(ACTIONS TO TAKE)
1 – Answer these questions using the article:
(a) Which town and county are Gerry and Kate McCann from?
(b) In what month was Robert Murat made a suspect?
(c) Who is the McCann family's official spokesman?
2 – Please reproduce everything in the article from "The couple, from" down to "Algarve on May 3." without changing a word.
3 – According to the article, why did the prosecutor see no need to question the McCanns again? Give your answer in one to three sentences.
[[ TEXT, beginning ]]
The parents of Madeleine McCann have been told that police have no immediate plans to summon them for a fresh interview, it was confirmed last night.
Gerry and Kate McCann were also informed by a prosecutor in Portugal that detectives could also be following "other lines of inquiry" apart from them.
The couple, from Rothley, Leicestershire, are to remain officially suspects - or "arguidos" - in the case, but they have also been told that there are no plans to impose new bail restrictions on them.
It is thought that the suggestion that police could follow other lines of inquiry may mean that detectives are continuing to keep an open mind despite the McCanns' status as official suspects.
The couple were formally declared suspects in the disappearance of their four-year-old daughter less than two weeks ago before they left Portugal to return to the UK.
But they were not the first to be declared arguidos by police - 33-year-old Robert Murat was made a suspect in May and remains so.
Both Mr and Mrs McCann and Mr Murat vigorously deny any suggestion that they were involved in Madeleine's disappearance from her family's rented holiday apartment in Praia da Luz on the Algarve on May 3.
Last night. the family's official spokesman, Clarence Mitchell said that Mr and Mrs McCann welcomed the announcement.
He said: "Clearly this information will need to be assessed very carefully by Gerry and Kate's Portuguese lawyer but, on the face of it, it appears to be encouraging."
A statement from prosecutor Luis Bilro Verao said tlast night that no new evidence justifying fresh interviews had been gathered since the McCanns were last questioned by detectives from Portugal's Policia Judiciaria (PJ) in the town of Portimao on September 7.
[[ TEXT, end ]]
[[ EXTRACTED RECORDS, beginning ]]
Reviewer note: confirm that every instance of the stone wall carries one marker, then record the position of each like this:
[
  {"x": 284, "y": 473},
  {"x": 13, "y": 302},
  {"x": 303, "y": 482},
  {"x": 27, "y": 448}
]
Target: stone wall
[[ EXTRACTED RECORDS, end ]]
(TASK-BY-TASK SOLUTIONS)
1 –
(a) Rothley, Leicestershire
(b) May
(c) Clarence Mitchell

2 –
The couple, from Rothley, Leicestershire, are to remain officially suspects - or "arguidos" - in the case, but they have also been told that there are no plans to impose new bail restrictions on them.
It is thought that the suggestion that police could follow other lines of inquiry may mean that detectives are continuing to keep an open mind despite the McCanns' status as official suspects.
The couple were formally declared suspects in the disappearance of their four-year-old daughter less than two weeks ago before they left Portugal to return to the UK.
But they were not the first to be declared arguidos by police - 33-year-old Robert Murat was made a suspect in May and remains so.
Both Mr and Mrs McCann and Mr Murat vigorously deny any suggestion that they were involved in Madeleine's disappearance from her family's rented holiday apartment in Praia da Luz on the Algarve on May 3.

3 – Prosecutor Luis Bilro Verao stated that no new evidence justifying fresh interviews had been gathered since detectives from the Policia Judiciaria last questioned the McCanns in Portimao on September 7.